What the task requires:
Set down the data again in full, keeping every line exactly as it is.

-- Raw data follows --

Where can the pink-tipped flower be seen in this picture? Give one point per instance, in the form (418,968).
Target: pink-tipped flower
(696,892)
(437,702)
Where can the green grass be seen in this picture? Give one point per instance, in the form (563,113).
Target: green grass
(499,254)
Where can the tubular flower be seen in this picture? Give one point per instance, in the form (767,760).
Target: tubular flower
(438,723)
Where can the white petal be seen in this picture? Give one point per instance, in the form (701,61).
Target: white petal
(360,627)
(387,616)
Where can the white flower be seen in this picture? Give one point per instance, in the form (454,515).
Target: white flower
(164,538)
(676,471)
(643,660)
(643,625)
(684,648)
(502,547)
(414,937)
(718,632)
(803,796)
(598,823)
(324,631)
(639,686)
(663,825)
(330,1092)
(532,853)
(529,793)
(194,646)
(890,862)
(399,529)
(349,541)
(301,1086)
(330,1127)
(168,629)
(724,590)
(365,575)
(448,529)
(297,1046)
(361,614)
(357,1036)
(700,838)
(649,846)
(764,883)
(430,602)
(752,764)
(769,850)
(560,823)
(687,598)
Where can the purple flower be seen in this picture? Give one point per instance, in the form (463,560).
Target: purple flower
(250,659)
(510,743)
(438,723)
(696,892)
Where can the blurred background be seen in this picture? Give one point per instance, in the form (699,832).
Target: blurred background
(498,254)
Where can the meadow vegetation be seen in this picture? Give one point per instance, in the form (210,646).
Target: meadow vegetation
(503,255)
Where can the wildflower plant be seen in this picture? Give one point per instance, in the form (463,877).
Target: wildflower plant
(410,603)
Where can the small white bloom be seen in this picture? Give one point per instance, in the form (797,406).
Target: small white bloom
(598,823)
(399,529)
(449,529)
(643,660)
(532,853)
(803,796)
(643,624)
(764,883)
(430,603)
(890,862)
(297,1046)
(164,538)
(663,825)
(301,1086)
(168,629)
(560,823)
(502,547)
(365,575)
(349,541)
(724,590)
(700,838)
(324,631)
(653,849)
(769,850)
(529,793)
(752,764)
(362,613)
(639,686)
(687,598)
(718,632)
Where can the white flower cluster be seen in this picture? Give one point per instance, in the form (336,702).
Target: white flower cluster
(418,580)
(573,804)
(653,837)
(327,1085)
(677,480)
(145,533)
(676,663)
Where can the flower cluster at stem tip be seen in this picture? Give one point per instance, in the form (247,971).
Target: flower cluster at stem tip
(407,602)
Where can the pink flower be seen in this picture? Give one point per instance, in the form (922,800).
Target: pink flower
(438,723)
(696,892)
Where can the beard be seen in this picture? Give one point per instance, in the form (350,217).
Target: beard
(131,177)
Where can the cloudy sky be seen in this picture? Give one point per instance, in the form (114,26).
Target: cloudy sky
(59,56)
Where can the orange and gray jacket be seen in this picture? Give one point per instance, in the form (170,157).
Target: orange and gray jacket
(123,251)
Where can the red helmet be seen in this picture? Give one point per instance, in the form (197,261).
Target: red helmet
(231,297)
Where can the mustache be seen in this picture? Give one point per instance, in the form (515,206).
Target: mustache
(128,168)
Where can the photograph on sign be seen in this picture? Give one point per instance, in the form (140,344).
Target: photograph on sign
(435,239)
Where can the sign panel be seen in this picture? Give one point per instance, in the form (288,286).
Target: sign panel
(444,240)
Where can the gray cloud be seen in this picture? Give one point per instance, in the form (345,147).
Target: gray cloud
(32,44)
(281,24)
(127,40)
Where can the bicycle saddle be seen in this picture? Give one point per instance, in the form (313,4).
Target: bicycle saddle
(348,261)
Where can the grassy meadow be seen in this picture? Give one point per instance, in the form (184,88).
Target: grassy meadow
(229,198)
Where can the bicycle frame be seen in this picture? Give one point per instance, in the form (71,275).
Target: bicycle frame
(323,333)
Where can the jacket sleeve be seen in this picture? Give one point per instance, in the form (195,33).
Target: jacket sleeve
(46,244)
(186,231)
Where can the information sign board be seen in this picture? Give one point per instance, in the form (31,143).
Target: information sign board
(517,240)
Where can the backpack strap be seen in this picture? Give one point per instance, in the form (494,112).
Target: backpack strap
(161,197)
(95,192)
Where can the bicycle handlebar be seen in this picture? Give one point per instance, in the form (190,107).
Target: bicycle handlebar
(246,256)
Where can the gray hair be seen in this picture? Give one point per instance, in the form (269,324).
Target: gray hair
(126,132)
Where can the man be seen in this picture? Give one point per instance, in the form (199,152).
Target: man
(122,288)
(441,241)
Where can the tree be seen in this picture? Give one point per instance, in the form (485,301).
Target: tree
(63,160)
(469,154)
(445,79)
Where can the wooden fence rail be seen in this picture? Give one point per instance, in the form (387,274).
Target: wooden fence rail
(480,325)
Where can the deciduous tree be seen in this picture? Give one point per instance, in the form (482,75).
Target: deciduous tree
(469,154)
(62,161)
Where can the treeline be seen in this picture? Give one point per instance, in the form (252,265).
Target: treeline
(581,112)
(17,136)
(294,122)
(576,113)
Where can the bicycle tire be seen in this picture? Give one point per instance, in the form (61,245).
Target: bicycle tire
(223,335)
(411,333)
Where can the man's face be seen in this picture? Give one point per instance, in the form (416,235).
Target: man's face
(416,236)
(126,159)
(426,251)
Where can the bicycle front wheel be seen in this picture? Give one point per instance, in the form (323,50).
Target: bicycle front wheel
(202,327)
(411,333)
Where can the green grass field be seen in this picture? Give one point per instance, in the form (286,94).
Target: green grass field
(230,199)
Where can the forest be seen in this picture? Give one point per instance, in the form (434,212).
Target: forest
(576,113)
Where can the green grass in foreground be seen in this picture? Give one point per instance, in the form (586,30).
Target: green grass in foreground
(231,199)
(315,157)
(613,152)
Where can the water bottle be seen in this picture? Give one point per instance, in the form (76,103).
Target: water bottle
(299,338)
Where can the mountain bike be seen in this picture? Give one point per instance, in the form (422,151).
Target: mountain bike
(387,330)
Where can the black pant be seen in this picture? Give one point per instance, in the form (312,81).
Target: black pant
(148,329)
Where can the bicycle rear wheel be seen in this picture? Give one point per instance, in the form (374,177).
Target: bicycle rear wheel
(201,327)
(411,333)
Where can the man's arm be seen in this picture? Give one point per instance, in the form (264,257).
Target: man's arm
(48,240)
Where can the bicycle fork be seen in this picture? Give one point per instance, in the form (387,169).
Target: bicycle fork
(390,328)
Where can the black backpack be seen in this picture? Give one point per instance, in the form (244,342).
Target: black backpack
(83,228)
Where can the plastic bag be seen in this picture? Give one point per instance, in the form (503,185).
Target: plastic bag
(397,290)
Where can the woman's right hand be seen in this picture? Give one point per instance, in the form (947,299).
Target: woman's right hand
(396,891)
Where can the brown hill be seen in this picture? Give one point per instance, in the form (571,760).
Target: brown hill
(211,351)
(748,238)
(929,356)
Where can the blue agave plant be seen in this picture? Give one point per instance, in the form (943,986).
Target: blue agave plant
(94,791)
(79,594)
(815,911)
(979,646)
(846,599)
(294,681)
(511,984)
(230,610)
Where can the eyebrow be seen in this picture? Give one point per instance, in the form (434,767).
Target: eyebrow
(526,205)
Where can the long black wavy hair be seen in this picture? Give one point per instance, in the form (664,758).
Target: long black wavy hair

-- Raw data concluded --

Result of the exercise:
Where can the pink-tipped flower be seen in this picture? Give one point per instance, in the form (418,968).
Target: pink-tipped flower
(696,892)
(437,702)
Where can the green grass be seen in this picture? Give one point per instance, in the form (563,113).
Target: green grass
(499,254)
Where can the tubular flower be seen in this picture? Give one point per instance, in the form (767,760).
Target: tubular flower
(438,723)
Where can the white petal be seen in this picture? Give one point per instance, in the form (701,61).
Target: white petal
(360,627)
(387,616)
Where can the white flower be seen in this picture? Give one point per instance, in the form (454,515).
Target: white flower
(164,538)
(676,471)
(643,660)
(643,625)
(684,648)
(502,547)
(414,937)
(718,632)
(803,796)
(598,823)
(324,631)
(639,686)
(663,825)
(330,1092)
(532,853)
(529,793)
(194,646)
(890,862)
(399,529)
(349,541)
(301,1086)
(330,1127)
(168,629)
(724,590)
(365,575)
(448,529)
(297,1046)
(361,614)
(357,1036)
(700,838)
(649,846)
(764,883)
(430,602)
(752,764)
(769,850)
(560,823)
(687,598)
Where can the purple flower be seen in this picture? Give one point per instance, in the form (463,560).
Target: purple flower
(250,659)
(510,743)
(438,723)
(696,892)
Where can the blurred background be seen in this picture? Give one point per instance, in the form (699,832).
Target: blurred background
(498,254)
Where can the meadow vegetation be seen in this picture? Give one point per instance, in the form (210,646).
Target: meadow vegetation
(503,255)
Where can the wildflower plant be seen in this picture? Give one point per instance, in the form (463,877).
Target: wildflower plant
(410,603)
Where can the small white bloom be seen in this picture? Give one point per instance, in the form (797,406).
Target: small white bloom
(598,823)
(399,529)
(449,529)
(643,660)
(532,853)
(803,796)
(643,624)
(764,883)
(430,603)
(890,862)
(297,1046)
(164,538)
(663,825)
(301,1086)
(168,629)
(560,823)
(502,547)
(365,575)
(349,541)
(724,590)
(700,838)
(324,631)
(653,849)
(769,850)
(529,793)
(752,764)
(362,613)
(639,686)
(687,598)
(718,632)
Where can the white flower cluster be seen in this picture? Give one point per instance, in the form (336,702).
Target: white flower cluster
(418,580)
(573,804)
(653,837)
(327,1085)
(677,480)
(145,533)
(676,663)
Where can the flower cluster at stem tip be seen in this picture? Give one point per instance, in the form (247,971).
Target: flower cluster at stem tip
(407,602)
Where can the pink flower be seen in this picture? Give one point per instance, in the form (922,800).
Target: pink flower
(438,723)
(696,892)
Where can the beard be seen in this picture? Give one point per instance, in the form (350,217).
Target: beard
(131,177)
Where can the cloudy sky be seen in this picture? Give one point per instance, in the form (114,26).
Target: cloudy sky
(59,56)
Where can the orange and gray jacket be seen in this picture? Give one point per instance, in the form (170,157).
Target: orange and gray jacket
(123,251)
Where can the red helmet be seen in this picture? Give one point per instance, in the form (197,261).
Target: red helmet
(231,297)
Where can the mustache be seen in this picture? Give one point per instance, in the form (515,206).
Target: mustache
(128,168)
Where can the photograph on sign be seen in this picture? Give one point per instance, in the form (140,344).
Target: photograph on sign
(435,239)
Where can the sign panel be seen in this picture? Give one point per instance, in the form (288,286).
Target: sign panel
(444,240)
Where can the gray cloud be seen in this picture? Give one point per instance, in the form (345,147).
Target: gray cloud
(32,44)
(281,24)
(127,40)
Where can the bicycle saddle be seen in this picture? Give one point per instance, in the form (313,4).
Target: bicycle saddle
(348,261)
Where can the grassy meadow be seen in this picture? Give one point per instance, in the form (184,88).
Target: grassy meadow
(229,198)
Where can the bicycle frame be seen in this picture? Give one point per instance, in the form (71,275).
Target: bicycle frame
(323,333)
Where can the jacket sleeve be seen in this picture? Give one point per instance, in the form (195,33).
Target: jacket sleeve
(46,244)
(186,231)
Where can the information sign board be seen in this picture? Give one point per instance, in the form (31,143).
Target: information sign board
(517,240)
Where can the backpack strap be seen in this picture? Give one point per instance, in the form (494,112).
Target: backpack strap
(161,197)
(95,192)
Where can the bicycle handlebar be seen in this picture? Give one point per instance, in the form (190,107).
Target: bicycle handlebar
(246,256)
Where can the gray hair be seen in this picture? Give one point per instance, in the form (269,324).
Target: gray hair
(126,132)
Where can the man be seen in this picture? Give one point per instance, in the form (199,152).
Target: man
(122,288)
(441,241)
Where can the tree be seen in this picture? Give one point per instance, in the form (485,301).
Target: tree
(63,160)
(469,154)
(445,79)
Where can the wooden fence rail be seen in this picture? Give one point per instance, in the form (387,274).
Target: wooden fence rail
(480,325)
Where can the deciduous tree be seen in this picture? Give one point per instance, in the form (482,75).
Target: deciduous tree
(469,154)
(62,161)
Where can the treeline be seen in this picture? Give one point per instance, in the form (252,265).
Target: treeline
(581,112)
(17,136)
(294,122)
(576,113)
Where can the bicycle tire be seen in this picture? Give one point per instance, in the form (61,245).
Target: bicycle tire
(223,335)
(411,333)
Where can the man's face be seen in this picture? Give one point per instance, in the form (416,235).
Target: man's face
(416,236)
(126,159)
(426,251)
Where can the bicycle front wheel be seen in this picture? Give one point per instance, in the form (323,50).
Target: bicycle front wheel
(202,327)
(411,333)
Where can the green grass field be seen in this picture? Give one point per instance, in the form (286,94).
Target: green grass field
(230,199)
Where can the forest be seen in this picture? Give one point per instance, in the form (434,212).
Target: forest
(576,113)
Where can the green grass in foreground be seen in this picture? Give one point per instance, in the form (586,30).
Target: green grass in foreground
(231,199)
(315,157)
(613,152)
Where can the water bottle be seen in this picture? Give one point per instance, in the form (76,103).
Target: water bottle
(299,338)
Where can the mountain bike be seen in this picture? Give one point per instance, in the form (422,151).
Target: mountain bike
(387,330)
Where can the black pant be seen in this picture? Give one point per instance, in the form (312,81).
Target: black pant
(148,329)
Where can the bicycle rear wheel be seen in this picture? Give one point per instance, in the form (374,177).
Target: bicycle rear wheel
(201,327)
(411,333)
Where can the man's arm be seen in this picture? Give one point per instance, in the form (264,257).
Target: man's arm
(48,240)
Where can the bicycle fork be seen in this picture? Give one point per instance, in the form (387,169).
Target: bicycle fork
(390,328)
Where can the black backpack be seen in this picture? Give one point per instance, in the form (244,342).
Target: black backpack
(83,228)
Where can the plastic bag be seen in this picture? Give one point per instance, in the form (503,185).
Target: plastic bag
(397,290)
Where can the woman's right hand be seen in this picture? Give one point per instance, in the form (947,299).
Target: woman's right hand
(396,891)
Where can the brown hill be seen in this picture? Give one point per instance, in the form (571,760).
Target: brown hill
(211,351)
(748,238)
(929,356)
Where can the blue agave plant be seen in this picture? Give one point per instance, in the form (943,986).
Target: blue agave plant
(94,791)
(79,594)
(815,911)
(979,646)
(846,599)
(294,681)
(511,984)
(230,610)
Where can the eyebrow be seen in this picture? Give one point per instance, in the form (434,767).
Target: eyebrow
(526,205)
Where can the long black wavy hair be seen in this picture? Give one point per instance, in the form (664,758).
Target: long black wavy hair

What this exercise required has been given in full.